Records provided
>>>>>

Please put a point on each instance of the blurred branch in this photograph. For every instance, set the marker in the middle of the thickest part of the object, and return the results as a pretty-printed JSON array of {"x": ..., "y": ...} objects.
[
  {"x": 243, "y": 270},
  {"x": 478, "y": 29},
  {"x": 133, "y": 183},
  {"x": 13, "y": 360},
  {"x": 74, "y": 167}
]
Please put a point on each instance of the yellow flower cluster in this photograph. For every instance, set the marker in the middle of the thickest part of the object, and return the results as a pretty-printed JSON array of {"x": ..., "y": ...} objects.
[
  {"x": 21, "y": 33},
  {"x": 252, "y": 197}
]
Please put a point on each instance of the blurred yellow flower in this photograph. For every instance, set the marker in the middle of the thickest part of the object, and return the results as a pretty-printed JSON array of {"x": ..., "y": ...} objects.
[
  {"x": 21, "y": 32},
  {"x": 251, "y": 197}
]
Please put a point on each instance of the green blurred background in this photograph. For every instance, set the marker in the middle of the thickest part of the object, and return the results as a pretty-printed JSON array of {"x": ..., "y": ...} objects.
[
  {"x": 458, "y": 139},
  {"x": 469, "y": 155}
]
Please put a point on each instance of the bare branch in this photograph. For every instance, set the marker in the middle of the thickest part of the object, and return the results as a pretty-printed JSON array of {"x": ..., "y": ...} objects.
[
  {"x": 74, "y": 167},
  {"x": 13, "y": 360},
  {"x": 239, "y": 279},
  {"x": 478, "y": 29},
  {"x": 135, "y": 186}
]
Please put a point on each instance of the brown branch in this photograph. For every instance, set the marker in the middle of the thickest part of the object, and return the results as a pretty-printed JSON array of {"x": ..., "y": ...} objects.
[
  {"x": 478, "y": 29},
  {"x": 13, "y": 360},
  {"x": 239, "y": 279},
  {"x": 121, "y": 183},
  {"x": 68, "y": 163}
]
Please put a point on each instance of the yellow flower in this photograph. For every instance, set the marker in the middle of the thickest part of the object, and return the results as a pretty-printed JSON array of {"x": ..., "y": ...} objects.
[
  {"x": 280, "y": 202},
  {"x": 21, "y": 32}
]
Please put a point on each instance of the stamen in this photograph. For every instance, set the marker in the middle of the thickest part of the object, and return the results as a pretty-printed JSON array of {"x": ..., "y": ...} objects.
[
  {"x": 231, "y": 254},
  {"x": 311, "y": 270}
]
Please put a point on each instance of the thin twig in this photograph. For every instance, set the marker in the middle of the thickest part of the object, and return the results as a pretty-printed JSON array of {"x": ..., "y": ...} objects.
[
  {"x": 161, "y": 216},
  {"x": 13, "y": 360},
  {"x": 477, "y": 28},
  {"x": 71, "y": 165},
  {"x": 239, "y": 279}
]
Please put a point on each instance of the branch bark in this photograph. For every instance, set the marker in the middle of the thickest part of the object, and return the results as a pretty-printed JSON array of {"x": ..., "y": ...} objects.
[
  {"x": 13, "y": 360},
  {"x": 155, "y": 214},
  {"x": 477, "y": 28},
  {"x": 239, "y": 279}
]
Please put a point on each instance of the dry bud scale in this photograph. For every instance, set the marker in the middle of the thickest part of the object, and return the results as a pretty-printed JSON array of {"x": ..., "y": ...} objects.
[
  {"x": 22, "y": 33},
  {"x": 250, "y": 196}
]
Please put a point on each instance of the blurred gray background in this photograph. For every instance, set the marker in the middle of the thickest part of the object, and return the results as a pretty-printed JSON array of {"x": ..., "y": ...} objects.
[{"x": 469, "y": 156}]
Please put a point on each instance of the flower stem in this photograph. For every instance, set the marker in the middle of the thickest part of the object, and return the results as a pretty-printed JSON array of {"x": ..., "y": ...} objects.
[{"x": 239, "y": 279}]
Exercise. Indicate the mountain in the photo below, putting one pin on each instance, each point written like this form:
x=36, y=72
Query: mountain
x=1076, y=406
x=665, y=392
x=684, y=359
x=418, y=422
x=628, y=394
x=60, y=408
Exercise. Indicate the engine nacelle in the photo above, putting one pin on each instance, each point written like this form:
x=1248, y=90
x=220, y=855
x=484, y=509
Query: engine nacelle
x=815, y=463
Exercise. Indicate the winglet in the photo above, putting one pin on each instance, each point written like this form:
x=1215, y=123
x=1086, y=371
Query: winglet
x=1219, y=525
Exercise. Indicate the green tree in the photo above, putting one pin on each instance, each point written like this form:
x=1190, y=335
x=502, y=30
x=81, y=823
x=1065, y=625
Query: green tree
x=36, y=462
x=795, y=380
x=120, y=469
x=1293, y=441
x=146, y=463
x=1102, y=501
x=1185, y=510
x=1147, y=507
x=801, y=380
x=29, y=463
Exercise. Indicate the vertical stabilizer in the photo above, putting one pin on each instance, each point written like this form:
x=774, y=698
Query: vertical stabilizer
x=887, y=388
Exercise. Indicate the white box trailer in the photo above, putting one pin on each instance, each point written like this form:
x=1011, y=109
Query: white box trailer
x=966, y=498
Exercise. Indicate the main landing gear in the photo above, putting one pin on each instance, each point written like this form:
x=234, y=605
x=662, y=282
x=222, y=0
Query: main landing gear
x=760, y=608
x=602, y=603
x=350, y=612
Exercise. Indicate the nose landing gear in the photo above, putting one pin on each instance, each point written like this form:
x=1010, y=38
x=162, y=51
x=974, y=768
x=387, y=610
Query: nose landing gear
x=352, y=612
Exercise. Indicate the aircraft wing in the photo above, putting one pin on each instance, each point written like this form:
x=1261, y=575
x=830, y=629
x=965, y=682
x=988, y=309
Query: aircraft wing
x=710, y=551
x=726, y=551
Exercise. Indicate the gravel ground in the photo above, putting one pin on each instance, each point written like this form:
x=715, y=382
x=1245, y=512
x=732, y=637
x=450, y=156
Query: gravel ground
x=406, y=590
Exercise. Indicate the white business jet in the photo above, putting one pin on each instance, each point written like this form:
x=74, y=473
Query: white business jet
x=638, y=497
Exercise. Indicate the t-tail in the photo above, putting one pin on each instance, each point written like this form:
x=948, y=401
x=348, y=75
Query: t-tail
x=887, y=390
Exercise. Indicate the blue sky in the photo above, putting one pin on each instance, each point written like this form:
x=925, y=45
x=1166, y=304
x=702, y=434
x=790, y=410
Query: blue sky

<<<<<

Task statement
Print every line above verbatim, from the first to the last, in their original order.

Worked answer
Please put a point on each instance of the blurred branch in this photograph. For every instance, set the marker in the middle of the thickest part of the object, and return the results as a pretty-printed JSON array of {"x": ..., "y": ...} objects.
[
  {"x": 243, "y": 270},
  {"x": 478, "y": 29},
  {"x": 133, "y": 183},
  {"x": 13, "y": 360},
  {"x": 74, "y": 167}
]
Please put a point on each instance of the yellow flower cluster in this photograph. For every instance, set the marker in the middle of the thickest part of the object, and return the results as a pretty-printed JSON array of {"x": ..., "y": ...} objects.
[
  {"x": 21, "y": 33},
  {"x": 252, "y": 197}
]
Please put a point on each instance of the blurred yellow flower in this photograph. For every instance, set the marker in the middle of the thickest part of the object, and return the results as a pretty-printed JSON array of {"x": ..., "y": ...} objects.
[
  {"x": 21, "y": 32},
  {"x": 251, "y": 197}
]
Please put a point on each instance of the green blurred background in this photograph. For every instance, set the marker in the middle of the thickest part of the object, and return the results as a pretty-printed JSON array of {"x": ..., "y": ...} objects.
[
  {"x": 458, "y": 139},
  {"x": 469, "y": 155}
]
Please put a point on each instance of the bare branch in this photograph. For every instance, set the marker in the middle of the thickest part of the object, and return the results as a pretty-printed JSON array of {"x": ..., "y": ...} objects.
[
  {"x": 74, "y": 167},
  {"x": 13, "y": 360},
  {"x": 239, "y": 279},
  {"x": 478, "y": 29},
  {"x": 135, "y": 186}
]
Please put a point on each instance of the brown branch in this photograph. For every instance, set the marker in the middle of the thickest part of the object, and return the results as a pretty-printed JSON array of {"x": ..., "y": ...} objects.
[
  {"x": 478, "y": 29},
  {"x": 13, "y": 360},
  {"x": 239, "y": 279},
  {"x": 121, "y": 183},
  {"x": 68, "y": 163}
]
Please put a point on each instance of the yellow flower in this photograph. For every instance, set the marker in the middle of the thickest part of the object, and return the results as a pretty-printed JSON array of {"x": ..., "y": ...} objects.
[
  {"x": 280, "y": 202},
  {"x": 21, "y": 32}
]
Please put a point on each instance of the stamen in this photograph. For every instance, set the marker in the middle of the thickest part of the object, and return the results as a pretty-printed JSON array of {"x": ..., "y": ...} objects.
[
  {"x": 231, "y": 254},
  {"x": 311, "y": 270}
]
Please put a point on each instance of the thin twig in this photograph. For every instance, set the marker in the middle of the thickest part of the object, and return the results as a pretty-printed JSON array of {"x": ..., "y": ...} objects.
[
  {"x": 161, "y": 216},
  {"x": 13, "y": 360},
  {"x": 477, "y": 28},
  {"x": 71, "y": 165},
  {"x": 239, "y": 279}
]
Please put a point on each instance of the branch bark in this photograph. For every instance, set the marker in the middle of the thickest part of the object, and return the results as a pretty-printed JSON array of {"x": ..., "y": ...} objects.
[
  {"x": 13, "y": 360},
  {"x": 155, "y": 214},
  {"x": 477, "y": 28},
  {"x": 239, "y": 279}
]
Please put a point on each instance of the dry bud scale in this photograph. For every instance, set the marker in the middle of the thickest part of the object, and return the results as a pretty-printed JSON array of {"x": ..., "y": ...} objects.
[
  {"x": 22, "y": 33},
  {"x": 250, "y": 196}
]
Please put a point on each instance of the blurred gray background in this photograph. For every instance, set the marker in the middle of the thickest part of the object, and return the results as a pretty-printed JSON array of {"x": ..., "y": ...} objects.
[{"x": 469, "y": 156}]
Please put a point on each instance of the flower stem in this photograph. For every instance, set the marker in the middle of the thickest part of the object, and return the results as a pretty-printed JSON array of {"x": ..., "y": ...} objects.
[{"x": 239, "y": 279}]
Exercise. Indicate the mountain in the photo below, putting one pin on each instance, each point written like this form:
x=36, y=72
Query: mountain
x=1076, y=406
x=665, y=392
x=684, y=359
x=418, y=422
x=628, y=394
x=60, y=408
Exercise. Indicate the engine nacelle in the photo above, putting one pin on each instance, each point written like this form:
x=1248, y=90
x=220, y=855
x=484, y=509
Query: engine nacelle
x=815, y=463
Exercise. Indicate the winglet in the photo above, putting one pin on each instance, each point written like this form:
x=1215, y=123
x=1086, y=371
Query: winglet
x=1219, y=525
Exercise. Indicate the green tree in the photo above, putting one pin on each instance, each point written like this form:
x=1190, y=335
x=502, y=30
x=81, y=823
x=1065, y=625
Query: green tree
x=36, y=462
x=795, y=380
x=120, y=469
x=1293, y=441
x=146, y=463
x=1102, y=501
x=1185, y=510
x=1147, y=507
x=801, y=380
x=29, y=463
Exercise. Indicate the vertical stabilizer in the photo above, putting one pin on each instance, each point written like this form:
x=774, y=698
Query: vertical stabilizer
x=887, y=388
Exercise. Indicate the white box trailer in the photo above, putting one pin on each instance, each point written like this form:
x=1011, y=109
Query: white box trailer
x=966, y=498
Exercise. Indicate the main landing gear in the photo above, putting one pin on each instance, each point written like this form:
x=234, y=605
x=662, y=282
x=222, y=0
Query: main landing gear
x=760, y=608
x=602, y=603
x=350, y=612
Exercise. Indicate the nose landing gear in the photo above, putting one pin on each instance, each point written like this form:
x=1010, y=38
x=162, y=51
x=974, y=768
x=387, y=610
Query: nose landing gear
x=352, y=612
Exercise. Indicate the aircraft wing in the photo above, putting one pin on each instance, each point written like this form:
x=1261, y=575
x=830, y=629
x=965, y=682
x=988, y=309
Query: aircraft wing
x=710, y=551
x=726, y=551
Exercise. Indicate the gravel ground in the photo above, putting one pin on each instance, each point written like this form:
x=715, y=382
x=1245, y=512
x=732, y=637
x=450, y=156
Query: gravel ground
x=406, y=590
Exercise. Indicate the white business jet in the photo above, putting one pin on each instance, each point written like this form:
x=74, y=473
Query: white business jet
x=638, y=497
Exercise. Indicate the t-tail in the photo above, putting one pin on each instance, each point written like this form:
x=948, y=401
x=348, y=75
Query: t-tail
x=887, y=390
Exercise. Indicate the blue sky in the photo above, putting one pin on each instance, each point written like this form:
x=925, y=45
x=1166, y=304
x=702, y=434
x=790, y=410
Query: blue sky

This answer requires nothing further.